TEXT SEGMENT:
:::::

Monday, 23 March, 2009

Looking to get out of the economic morass

The 6th edition of the Indian Ports & Shipping International conference was held on March March17th & 18th, 2009 at Hotel Taj President, Mumbai. It served to focus on issues that could put the maritime industry on the path to recovery.

Held by India’s premier organisation - the Bombay Chamber of Commerce & Industry - the deliberations centred round the theme The Maritime Industry - Catalyst for Economic Growth. The event drew several players from the logistic and maritime sector in the hope of finding some ready solutions to help wriggle out of the recessionary conduit.

There was a consensus that now was the time to build capacity and bring in efficiency. Infrastructure development would ensure better connectivity and help reduce cost. As ship building, ship breaking, dredging, offshore, inland and coastal water tourism and transport, manpower development, etc., was seeing a significant growth there was plenty of scope for investors.

“China has been able to sustain a 9% economic growth because it gave importance to this sector,” pointed out S. Hajara, chairman and managing director of Shipping Corporation of India (SCI) and president of the Indian National Shipowners’ Association (INSA). “In the present stage of economic development, India’s liner trade will see a high growth area. The average terminal capacity utilization at the country’s premier container terminal viz. JNPT was 90% vis-à-vis global average of 70% to 75%. We need to create more capacity.”

“We need to develop capacity so that we can operate at an acceptable level of 70%,” concurred Dr Anup Chanda, chairman of the Indian Ports Association. “We must go in for vertical expansion and not just horizontal. Unless we develop the coastal and inland waterways connectivity we will have to continue falling back on road and rail transport which besides being costly, cause pollution and congestion.”

Capt Sandeep Mehta, CEO, Mundra Port & SEZ Ltd, said, “The downturn should be considered as a time which is offering a breathing space to bring in to place the required infrastructure so that when the next spurt comes in we should not be caught napping.”

“The multiplier effect of growth in shipbuilding can create a total investment of Rs 37,000 crores in the Indian economy by 2012 and around Rs 2,22,000 crore by 2017,” stated Vijay Kumar, managing director of Bharati Shipyard Ltd. and president of the Shipyards Association of India. “This can enhance the overall economic output to around Rs 3,42,000 crore by 2017. Because of the shortage of shipyards capacity in India, the Indian Navy will get a large number of vessels constructed from outside India. The Navy also plans to take over the Hindustan Shipyard Ltd. The coast guard too is looking to having a large number of vessels constructed which may happen in foreign shipyards. Considering the massive employment opportunity and the benefit to the economy the government should restore the subsidy to make the shipyards competitive.”

Considering the importance of connectivity S. S. Hussain, chairman of JNPT did not want financial outlays made for developing connectivity to be considered as expenditure but as an investment. He welcomed the government plans for going ahead with the dedicated multi-modal high axle load freight corridor in the Eastern and Western corridors at an estimated cost of Rs 28,181 Crore.

:::::

DATA ROWS:
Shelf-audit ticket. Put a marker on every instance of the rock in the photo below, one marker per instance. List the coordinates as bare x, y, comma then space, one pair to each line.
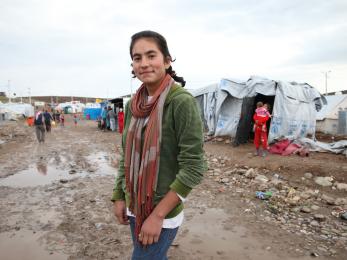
315, 207
294, 201
341, 186
261, 178
340, 201
217, 172
329, 200
243, 171
225, 180
99, 225
319, 217
250, 173
314, 223
305, 210
308, 175
72, 171
324, 181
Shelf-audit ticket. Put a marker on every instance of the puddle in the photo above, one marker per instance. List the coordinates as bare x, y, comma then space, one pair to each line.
210, 238
35, 176
24, 244
104, 163
43, 174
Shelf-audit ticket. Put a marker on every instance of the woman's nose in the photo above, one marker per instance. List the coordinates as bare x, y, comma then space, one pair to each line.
144, 62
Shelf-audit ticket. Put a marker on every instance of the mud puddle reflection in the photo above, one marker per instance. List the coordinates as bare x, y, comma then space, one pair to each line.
212, 235
43, 174
24, 244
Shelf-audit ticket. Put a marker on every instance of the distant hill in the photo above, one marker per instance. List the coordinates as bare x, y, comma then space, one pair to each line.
56, 99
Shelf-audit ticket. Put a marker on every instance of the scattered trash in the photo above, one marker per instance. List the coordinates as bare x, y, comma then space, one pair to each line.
72, 171
263, 195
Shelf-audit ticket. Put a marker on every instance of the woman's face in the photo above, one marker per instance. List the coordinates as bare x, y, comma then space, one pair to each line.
149, 64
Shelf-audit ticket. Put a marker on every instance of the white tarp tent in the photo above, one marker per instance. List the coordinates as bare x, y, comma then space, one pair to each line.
294, 107
327, 118
11, 111
207, 98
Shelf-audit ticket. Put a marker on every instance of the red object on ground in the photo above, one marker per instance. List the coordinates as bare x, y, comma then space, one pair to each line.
279, 147
30, 121
285, 147
120, 121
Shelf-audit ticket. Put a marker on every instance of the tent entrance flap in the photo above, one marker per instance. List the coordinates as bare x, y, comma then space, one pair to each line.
249, 104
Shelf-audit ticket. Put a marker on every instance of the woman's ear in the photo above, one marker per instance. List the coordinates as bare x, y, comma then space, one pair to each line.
167, 62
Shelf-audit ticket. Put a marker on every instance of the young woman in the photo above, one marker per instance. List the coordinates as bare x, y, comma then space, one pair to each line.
162, 150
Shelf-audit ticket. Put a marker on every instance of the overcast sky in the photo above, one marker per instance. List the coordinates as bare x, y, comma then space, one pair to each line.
81, 47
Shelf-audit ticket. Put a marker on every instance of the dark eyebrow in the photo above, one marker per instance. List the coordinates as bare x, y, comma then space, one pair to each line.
146, 53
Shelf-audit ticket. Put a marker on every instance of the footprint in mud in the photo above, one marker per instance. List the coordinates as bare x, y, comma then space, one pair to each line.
196, 241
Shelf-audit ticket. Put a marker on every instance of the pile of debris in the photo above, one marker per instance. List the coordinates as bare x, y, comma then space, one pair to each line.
313, 213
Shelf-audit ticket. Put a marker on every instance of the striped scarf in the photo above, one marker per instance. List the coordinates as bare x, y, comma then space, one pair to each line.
142, 163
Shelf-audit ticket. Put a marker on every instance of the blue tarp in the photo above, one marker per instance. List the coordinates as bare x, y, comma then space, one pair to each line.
94, 113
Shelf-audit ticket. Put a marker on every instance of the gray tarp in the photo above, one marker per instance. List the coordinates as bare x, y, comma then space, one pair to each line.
293, 112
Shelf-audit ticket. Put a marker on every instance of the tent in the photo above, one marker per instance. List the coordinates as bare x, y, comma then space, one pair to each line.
92, 111
11, 111
293, 104
327, 118
206, 98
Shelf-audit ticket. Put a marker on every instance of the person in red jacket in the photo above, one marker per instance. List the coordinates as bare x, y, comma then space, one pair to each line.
120, 120
260, 133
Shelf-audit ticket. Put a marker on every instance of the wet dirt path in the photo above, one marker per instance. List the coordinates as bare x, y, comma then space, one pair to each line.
55, 204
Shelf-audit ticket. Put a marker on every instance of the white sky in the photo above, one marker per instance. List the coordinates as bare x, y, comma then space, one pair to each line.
81, 47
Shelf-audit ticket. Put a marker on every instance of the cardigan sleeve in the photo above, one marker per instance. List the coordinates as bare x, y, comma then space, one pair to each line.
189, 136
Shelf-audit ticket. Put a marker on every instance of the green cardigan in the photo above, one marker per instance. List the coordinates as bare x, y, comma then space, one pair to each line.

:::::

YOUR GOAL:
Write the next part of the report on the Mumbai ports and shipping conference, starting after its last sentence. The rows have no connection to the text on the shipping conference.

RESULT:
“Most of the Indian Containers are trans-shipped at Colombo, Singapore and Dubai because Indian ports do not have sufficient draft and lack supporting infrastructure to handle fifth and sixth generation vessels,” observed Maya Sinha, Deputy Chairman JNPT. “With the increase in container traffic, shipping lines are in a position to provide their customers in India direct sailing, especially to destinations in Europe and North America which will lead to an increase in percentage of larger vessels coming to India subject to increase in available draft and other infrastructure.”

Competitive ports need a deeper draft as a pre-requisite in order to cater to increased traffic, accommodate main line vessels operating in the shipping trade, enhance capacity of the ports through construction of new ports or expansion and development of the existing ones and create hub port services for the trans-shipment of containers.

Rakesh Srivastava, Jt. Secretary, Ministry of Shipping, Government of India, outlined some of the present projects. Capital dredging for major ports with a target to increase the draught to between 14m to 17m is underway at JNPT, Paradip, Mumbai, Visakhapatnam, Tuticorin, Cochin and Ennore Ports at a total cost of Rs. 2382 Crore. “With the deepening and widening of the entrance channel at Paradip, Visakhapatnam, Chennai, Ennore, Tuticorin, New Mangalore it would facilitate larger size vessels to call at these ports,” he said.

He also informed that 9 projects were under implantation at each of the major ports to provide a minimum of 4-lane connectivity at a total cost of Rs. 1859 Crores. Besides, each Major Port would have double line rail connectivity and in this regard eight projects totalling 961.56 km were under implementation at a total cost of Rs. 2118.84 Crore. Besides, two dedicated high axle load freight corridor each on Western and Eastern routes is underway.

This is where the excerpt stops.